:: Input rows ::

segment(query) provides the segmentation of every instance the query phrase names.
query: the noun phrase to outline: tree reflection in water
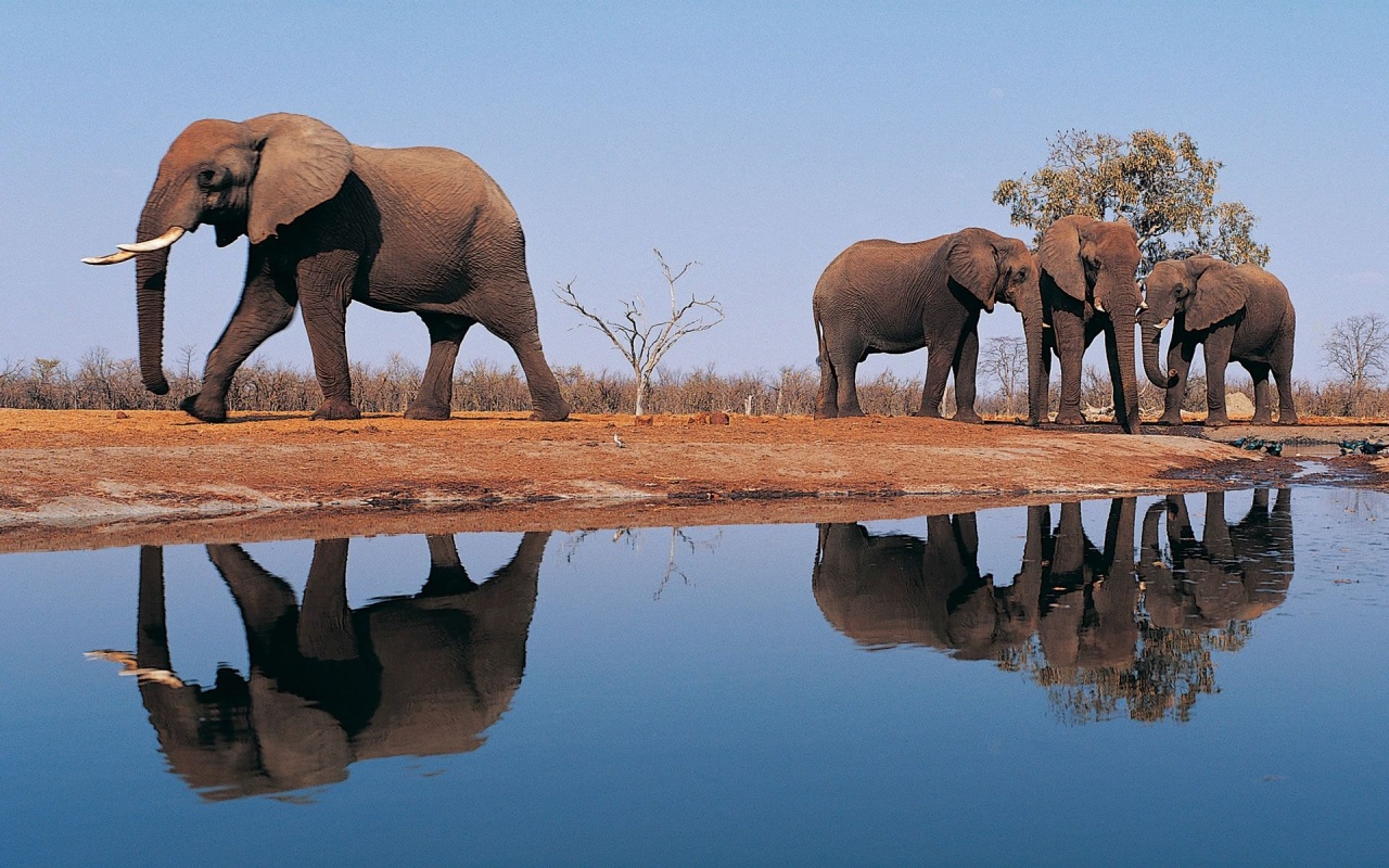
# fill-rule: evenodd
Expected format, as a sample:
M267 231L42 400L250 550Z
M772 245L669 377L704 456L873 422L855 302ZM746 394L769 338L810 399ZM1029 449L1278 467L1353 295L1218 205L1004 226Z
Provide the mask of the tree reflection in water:
M811 586L825 618L868 649L935 647L993 660L1046 687L1057 717L1082 724L1126 710L1138 721L1188 721L1215 693L1213 651L1238 651L1250 622L1279 606L1293 575L1292 492L1254 492L1226 524L1225 496L1206 496L1200 540L1174 494L1143 517L1110 503L1103 547L1081 504L1029 507L1022 564L995 586L978 567L975 515L926 518L926 536L820 526ZM1158 536L1165 517L1165 540ZM1164 546L1165 542L1165 546Z

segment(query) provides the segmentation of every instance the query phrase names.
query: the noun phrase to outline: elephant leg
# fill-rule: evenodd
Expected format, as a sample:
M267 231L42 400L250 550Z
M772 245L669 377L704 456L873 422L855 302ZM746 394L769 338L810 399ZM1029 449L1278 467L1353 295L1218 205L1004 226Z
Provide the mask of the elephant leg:
M1186 400L1186 382L1196 357L1196 342L1186 336L1172 335L1167 347L1167 369L1176 374L1176 382L1163 394L1163 425L1182 425L1182 403Z
M347 540L314 542L299 615L299 653L310 660L354 660L357 631L347 604Z
M858 406L857 378L858 362L868 357L867 347L864 347L863 340L858 337L831 339L828 335L825 336L825 346L828 347L828 362L822 364L828 364L833 371L835 415L863 415L864 411Z
M293 282L276 281L269 262L251 247L246 268L246 287L222 336L207 354L203 387L179 403L179 408L204 422L226 419L226 390L242 362L267 337L282 331L294 318Z
M1229 351L1235 331L1231 328L1211 329L1201 344L1206 357L1206 426L1224 428L1229 425L1225 414L1225 368L1229 367Z
M357 274L357 254L329 250L299 262L299 303L304 308L308 349L314 374L324 393L315 419L360 419L351 403L351 375L347 371L347 304Z
M419 392L406 410L407 419L447 419L453 410L453 364L472 319L450 314L419 314L429 328L429 362Z
M531 392L531 418L540 422L563 422L569 418L569 403L564 400L560 381L540 346L540 325L535 314L535 293L525 276L507 269L501 274L474 275L467 310L456 311L482 324L517 354L525 385ZM433 362L433 353L429 356Z
M976 379L979 375L979 315L975 314L965 326L965 333L956 350L956 422L981 424L983 419L974 408Z
M954 358L954 346L945 347L936 343L926 350L926 383L921 389L921 410L917 415L940 418L940 401L946 396L946 379L950 376Z
M815 397L815 418L832 419L839 415L839 375L829 361L829 350L820 347L820 394Z
M1085 358L1085 321L1070 312L1056 311L1051 318L1057 356L1061 360L1061 406L1057 425L1083 425L1081 415L1081 364Z
M1274 403L1268 389L1268 365L1258 361L1240 362L1249 378L1254 381L1254 425L1271 425L1274 421Z
M1272 357L1274 381L1278 383L1278 424L1296 425L1297 407L1293 404L1293 339L1281 342Z

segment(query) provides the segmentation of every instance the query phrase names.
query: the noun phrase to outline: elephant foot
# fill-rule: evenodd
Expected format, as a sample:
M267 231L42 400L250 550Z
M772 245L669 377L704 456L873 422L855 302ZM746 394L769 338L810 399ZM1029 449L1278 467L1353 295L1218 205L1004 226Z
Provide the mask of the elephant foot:
M360 419L361 410L347 401L324 401L311 419Z
M436 407L433 404L411 404L406 408L407 419L425 419L429 422L442 422L449 418L447 407Z
M194 419L201 419L204 422L226 421L226 404L222 401L207 400L203 397L201 392L190 394L179 401L178 408Z

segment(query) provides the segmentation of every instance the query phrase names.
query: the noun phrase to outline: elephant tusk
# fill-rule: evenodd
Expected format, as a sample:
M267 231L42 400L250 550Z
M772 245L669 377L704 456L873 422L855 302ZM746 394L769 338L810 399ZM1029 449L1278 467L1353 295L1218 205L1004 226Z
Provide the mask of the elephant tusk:
M133 260L135 254L129 250L117 250L108 256L88 256L82 257L82 261L88 265L115 265L117 262L124 262L125 260Z
M183 226L169 226L169 231L158 237L151 237L147 242L136 242L133 244L117 244L119 250L129 253L153 253L156 250L164 250L178 239L183 237L188 232Z

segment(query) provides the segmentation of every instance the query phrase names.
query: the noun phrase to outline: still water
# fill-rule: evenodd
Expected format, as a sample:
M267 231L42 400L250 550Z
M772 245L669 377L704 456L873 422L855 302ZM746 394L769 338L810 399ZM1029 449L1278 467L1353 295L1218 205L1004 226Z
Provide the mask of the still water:
M1389 496L0 556L8 865L1389 864Z

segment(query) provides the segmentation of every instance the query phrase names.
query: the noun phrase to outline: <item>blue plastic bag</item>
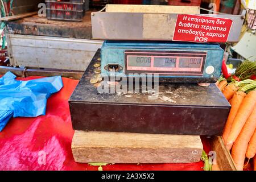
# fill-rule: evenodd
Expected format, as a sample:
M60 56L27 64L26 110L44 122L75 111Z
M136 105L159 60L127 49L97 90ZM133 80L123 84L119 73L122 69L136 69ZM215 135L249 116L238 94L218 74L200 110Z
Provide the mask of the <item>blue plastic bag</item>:
M63 87L60 76L28 81L7 72L0 78L0 131L11 117L46 114L47 99Z

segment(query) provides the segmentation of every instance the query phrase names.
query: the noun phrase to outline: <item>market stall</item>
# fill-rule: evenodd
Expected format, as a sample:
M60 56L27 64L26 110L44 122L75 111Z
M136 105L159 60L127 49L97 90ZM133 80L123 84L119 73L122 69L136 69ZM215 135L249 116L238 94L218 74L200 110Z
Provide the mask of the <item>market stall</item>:
M255 170L255 4L214 2L2 3L0 169Z

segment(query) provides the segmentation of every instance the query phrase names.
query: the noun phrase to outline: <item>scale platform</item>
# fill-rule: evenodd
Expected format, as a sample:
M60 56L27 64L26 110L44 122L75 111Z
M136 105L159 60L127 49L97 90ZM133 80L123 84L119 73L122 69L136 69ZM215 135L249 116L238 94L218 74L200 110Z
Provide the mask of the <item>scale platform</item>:
M99 93L90 82L95 54L69 100L75 130L221 135L230 105L214 84L159 83L150 93Z

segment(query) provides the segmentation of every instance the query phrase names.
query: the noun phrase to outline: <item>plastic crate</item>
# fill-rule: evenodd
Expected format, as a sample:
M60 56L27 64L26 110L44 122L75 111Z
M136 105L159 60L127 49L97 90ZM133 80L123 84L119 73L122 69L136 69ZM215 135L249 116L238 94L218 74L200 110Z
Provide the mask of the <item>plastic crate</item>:
M46 1L46 17L49 19L81 21L84 15L84 1Z
M142 5L142 0L113 0L113 4Z

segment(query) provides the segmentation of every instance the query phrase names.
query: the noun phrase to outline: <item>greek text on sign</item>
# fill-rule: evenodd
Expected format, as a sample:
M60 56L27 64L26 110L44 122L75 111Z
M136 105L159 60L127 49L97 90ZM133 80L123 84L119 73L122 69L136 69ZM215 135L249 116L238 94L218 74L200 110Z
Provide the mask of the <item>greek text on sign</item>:
M232 23L232 20L228 18L179 14L172 40L226 42Z

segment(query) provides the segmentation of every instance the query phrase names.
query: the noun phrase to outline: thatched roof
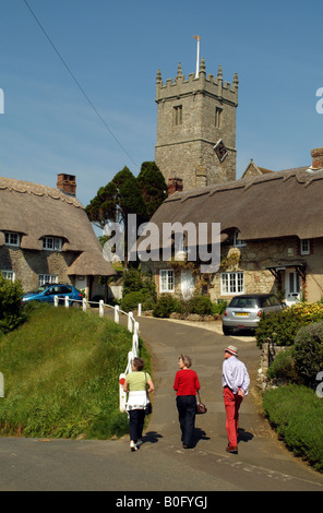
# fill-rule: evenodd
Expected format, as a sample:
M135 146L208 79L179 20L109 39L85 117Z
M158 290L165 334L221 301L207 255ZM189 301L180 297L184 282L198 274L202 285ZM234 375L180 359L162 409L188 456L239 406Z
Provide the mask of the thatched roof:
M115 274L82 203L59 189L0 177L0 246L4 231L21 234L21 248L29 250L41 250L43 237L60 237L63 252L91 252L93 269L99 266L101 275Z
M241 240L323 237L323 171L301 167L176 192L151 222L159 231L163 223L220 223L223 239L232 228Z

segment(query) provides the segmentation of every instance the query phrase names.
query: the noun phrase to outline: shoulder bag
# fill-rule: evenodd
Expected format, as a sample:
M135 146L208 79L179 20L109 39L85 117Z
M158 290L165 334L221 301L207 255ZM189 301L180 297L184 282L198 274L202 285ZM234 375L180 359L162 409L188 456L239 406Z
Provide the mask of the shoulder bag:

:::

### Exercise task
Count the lines in the data above that contain the word "crate", and reply with the number alone.

### Exercise output
2